=== Task brief ===
Transcribe the full listing exactly, and drop every picture.

** start Stored records **

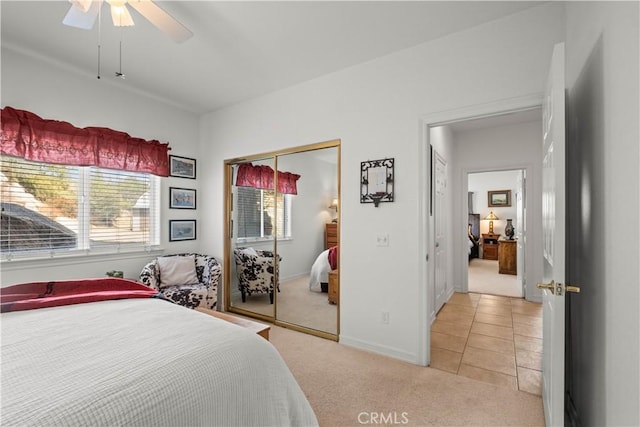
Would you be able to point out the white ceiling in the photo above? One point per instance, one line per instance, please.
(240, 49)
(505, 119)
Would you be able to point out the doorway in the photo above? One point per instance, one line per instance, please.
(497, 232)
(506, 136)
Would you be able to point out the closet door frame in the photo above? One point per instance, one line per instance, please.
(228, 229)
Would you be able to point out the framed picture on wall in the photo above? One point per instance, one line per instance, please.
(182, 198)
(182, 230)
(499, 198)
(182, 167)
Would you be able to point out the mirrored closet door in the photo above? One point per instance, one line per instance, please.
(282, 235)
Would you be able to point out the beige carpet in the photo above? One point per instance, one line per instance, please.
(296, 304)
(485, 279)
(348, 387)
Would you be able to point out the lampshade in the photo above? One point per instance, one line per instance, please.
(491, 216)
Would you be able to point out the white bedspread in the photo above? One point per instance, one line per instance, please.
(320, 271)
(142, 362)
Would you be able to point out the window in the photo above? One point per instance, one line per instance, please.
(258, 209)
(48, 209)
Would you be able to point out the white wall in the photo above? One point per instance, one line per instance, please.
(55, 92)
(375, 109)
(508, 147)
(602, 69)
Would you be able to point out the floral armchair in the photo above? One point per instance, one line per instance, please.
(256, 271)
(187, 279)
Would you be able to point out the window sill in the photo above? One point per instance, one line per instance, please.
(19, 263)
(246, 240)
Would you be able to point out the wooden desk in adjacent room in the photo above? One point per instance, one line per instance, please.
(507, 256)
(490, 246)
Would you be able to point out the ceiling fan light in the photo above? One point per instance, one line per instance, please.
(120, 15)
(83, 5)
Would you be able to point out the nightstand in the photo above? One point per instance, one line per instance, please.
(334, 287)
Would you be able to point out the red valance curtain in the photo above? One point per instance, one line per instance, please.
(31, 137)
(261, 176)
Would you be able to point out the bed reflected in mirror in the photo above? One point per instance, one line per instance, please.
(307, 259)
(283, 230)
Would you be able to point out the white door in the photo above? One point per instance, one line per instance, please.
(440, 223)
(520, 230)
(553, 227)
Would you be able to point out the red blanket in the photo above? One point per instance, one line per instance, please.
(27, 296)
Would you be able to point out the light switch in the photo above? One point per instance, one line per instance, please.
(382, 240)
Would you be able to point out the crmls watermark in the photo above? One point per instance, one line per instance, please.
(385, 418)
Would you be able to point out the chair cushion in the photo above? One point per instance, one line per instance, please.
(249, 251)
(177, 270)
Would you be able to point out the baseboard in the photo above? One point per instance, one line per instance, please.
(379, 349)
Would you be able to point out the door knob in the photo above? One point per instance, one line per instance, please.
(549, 286)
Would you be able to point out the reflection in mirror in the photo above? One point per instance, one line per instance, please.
(254, 212)
(307, 256)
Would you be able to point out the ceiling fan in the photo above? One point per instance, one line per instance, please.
(83, 13)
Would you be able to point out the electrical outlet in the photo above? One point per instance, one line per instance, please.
(385, 317)
(382, 240)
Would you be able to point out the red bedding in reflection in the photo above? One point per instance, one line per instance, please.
(27, 296)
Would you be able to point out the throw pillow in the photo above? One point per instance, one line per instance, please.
(250, 251)
(177, 270)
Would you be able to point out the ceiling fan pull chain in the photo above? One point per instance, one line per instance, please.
(99, 34)
(119, 73)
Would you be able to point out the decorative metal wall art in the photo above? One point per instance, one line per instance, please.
(376, 181)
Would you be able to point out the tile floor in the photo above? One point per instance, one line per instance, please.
(490, 338)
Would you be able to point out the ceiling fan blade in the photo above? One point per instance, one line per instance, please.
(78, 18)
(161, 19)
(120, 15)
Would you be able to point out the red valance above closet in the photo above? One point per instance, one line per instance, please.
(31, 137)
(261, 176)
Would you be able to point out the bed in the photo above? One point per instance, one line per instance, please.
(141, 361)
(473, 234)
(324, 263)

** end Stored records **

=== Reply to the exercise ===
Would you be able to point out the white ceiling in the photo above? One point per instance, one line per instance, please.
(240, 49)
(505, 119)
Would you be able to point out the doorway in the photo above? One point per instance, one line per instance, please.
(497, 232)
(506, 136)
Would you be able to point out the closet door frame in the photo above? One point per instance, one line per instance, please.
(228, 229)
Would you be able to point out the framed picture on wall in the photo above? One point per instance, one line per instance, please.
(182, 198)
(182, 230)
(499, 198)
(182, 167)
Would you be able to point out the mirrored closet door in the photo above? One point per instance, one line per instance, please.
(282, 235)
Would you be able to point out the beige carpet in the photo above? One point per instance, one line per instance, please.
(296, 304)
(485, 279)
(348, 387)
Would you be able to point out the lampshade in the photo above? One point per instance, one line per instance, please.
(491, 216)
Would you be able to point out the white bedspread in the photo above? One point per instance, one line per instance, please.
(320, 271)
(142, 362)
Would you be able to point out the window in the photo above? One point per instance, one line per instance, please.
(258, 209)
(48, 209)
Would you be able to point out the white wall in the photo above? One point per instance, one line per instance, please.
(55, 92)
(375, 109)
(508, 147)
(602, 69)
Would you be able to point out the floral armchair in the photo above? One point per instance, one line per instance, please.
(256, 271)
(187, 279)
Would you be able to point out the window sill in the photo above? One point per instance, one line per instance, please.
(19, 263)
(246, 240)
Would you be able to point out the wooden desk in adjacent room in the photo above? One point per instance, one line per instance, please.
(507, 256)
(490, 246)
Would you be able to point out the ceiling fan light in the photo above? One point per instance, one line per instance, please.
(120, 15)
(83, 5)
Would you be able to point out the nightstand in the photo above? One point per instance, one line per instance, please.
(334, 287)
Would you be able to point out the red valance curtain in the photo above? One point per instance, one line per instance, please.
(31, 137)
(261, 176)
Would you be able to point out the bed reflected in mirror in the photo above? One point per instance, one line per instance, please.
(307, 259)
(283, 230)
Would you be able to point out the white door in the photo above? One point per instance, one line per instance, please.
(440, 223)
(520, 230)
(553, 227)
Would you be able to point out the red blanket in the photo above? One point per instance, one line per instance, please.
(27, 296)
Would you be able to point out the light switch in the photo above? One point per instance, one line per instance, please.
(382, 240)
Would you be able to point out the crmls watermark in the photo above? One point per instance, one line per instance, please.
(385, 418)
Would you be able to point out the chair cushion in the photo above? One point per instance, one line per instance, please.
(249, 251)
(177, 270)
Would you be able to point out the baseboard in the photo above? One point per instance, one line per instance, please.
(379, 349)
Would you be able to point out the door knob in the photo above? One point per instance, one line per instance, please.
(549, 286)
Would you be able to point out the reflection in mirror in the photo above? One point per instance, one line per instance, please.
(254, 212)
(307, 256)
Would you be able to point out the ceiling fan in the photo above? One point per instance, one line per instance, please.
(83, 13)
Would you be able to point out the electrical outlet in the photo above? One point per instance, one line per instance, please.
(385, 317)
(382, 240)
Would you be able to point out the red bedding in reflection in the photo above? One point per instance, one line per instance, please.
(27, 296)
Would you be able to point out the throw pillow in the photo above? One point per instance, one line per instance, please.
(250, 251)
(177, 270)
Would you be able to point out the ceiling fan pull chain in the photo above? One point per instance, one line per instance, please.
(99, 34)
(119, 73)
Would you be able to point out the decorative metal wall art in the photo above? One point per instance, one line per instance, please.
(376, 181)
Would you be able to point out the tile floor in the photo above? One point per instance, one line per instance, please.
(490, 338)
Would you be able to point out the ceiling fan blade in the photo above? One point per instance, one line per instance, please.
(78, 18)
(161, 19)
(120, 15)
Would you be able to point out the red valance above closet in the photo above? One point per instance, one line per instance, please.
(31, 137)
(261, 176)
Would you be able to point out the bed in the photo above? One point per instance, one line per instance, please.
(141, 361)
(473, 234)
(324, 263)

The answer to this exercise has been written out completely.